### [Source passage]

* * * * *

PETITIONER: Defiance Knitting Industries Pvt. Ltd

RESPONDENT: Jay Arts

DATE OF JUDGMENT: 30/08/2006

BENCH: ARIJIT PASAYAT & LOKESHWAR SINGH PANTA

JUDGMENT: J U D G M E N T (Arising out of SLP (C) No. 20393 of 2005)

ARIJIT PASAYAT, J.

       Leave granted.   

       Challenge in this appeal is to the judgment rendered by a         learned Single Judge of the Bombay High Court dismissing  the writ petition No. 2521 of 2005 filed by the appellant.  By  the impugned judgment the High Court upheld the view of the  trial court in Summary Suit No.10 of 2001 that the appellant  has not made out a case for unconditional leave to defend in  terms of  Order XXXVII Rule 2 of the Code of Civil Procedure,  1908, ( in short the ’CPC’).

* * * * *

### [Dataset extract]
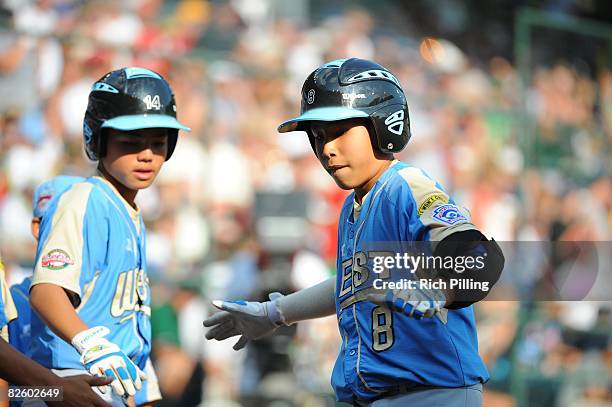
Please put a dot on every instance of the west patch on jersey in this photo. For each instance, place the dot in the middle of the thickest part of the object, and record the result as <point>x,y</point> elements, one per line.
<point>56,259</point>
<point>430,200</point>
<point>449,214</point>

* * * * *

Condense the paragraph of the judgment excerpt above that begins "Challenge in this appeal" into a short bulleted list, keeping its main facts.

### [Correct response]
- The appeal challenges a Bombay High Court Single Judge's judgment.
- That judgment dismissed writ petition No. 2521 of 2005, filed by the appellant.
- It upheld the trial court's view in Summary Suit No. 10 of 2001.
- The trial court had held that the appellant had not made out a case for unconditional leave to defend under Order XXXVII Rule 2 of the Code of Civil Procedure, 1908 (CPC).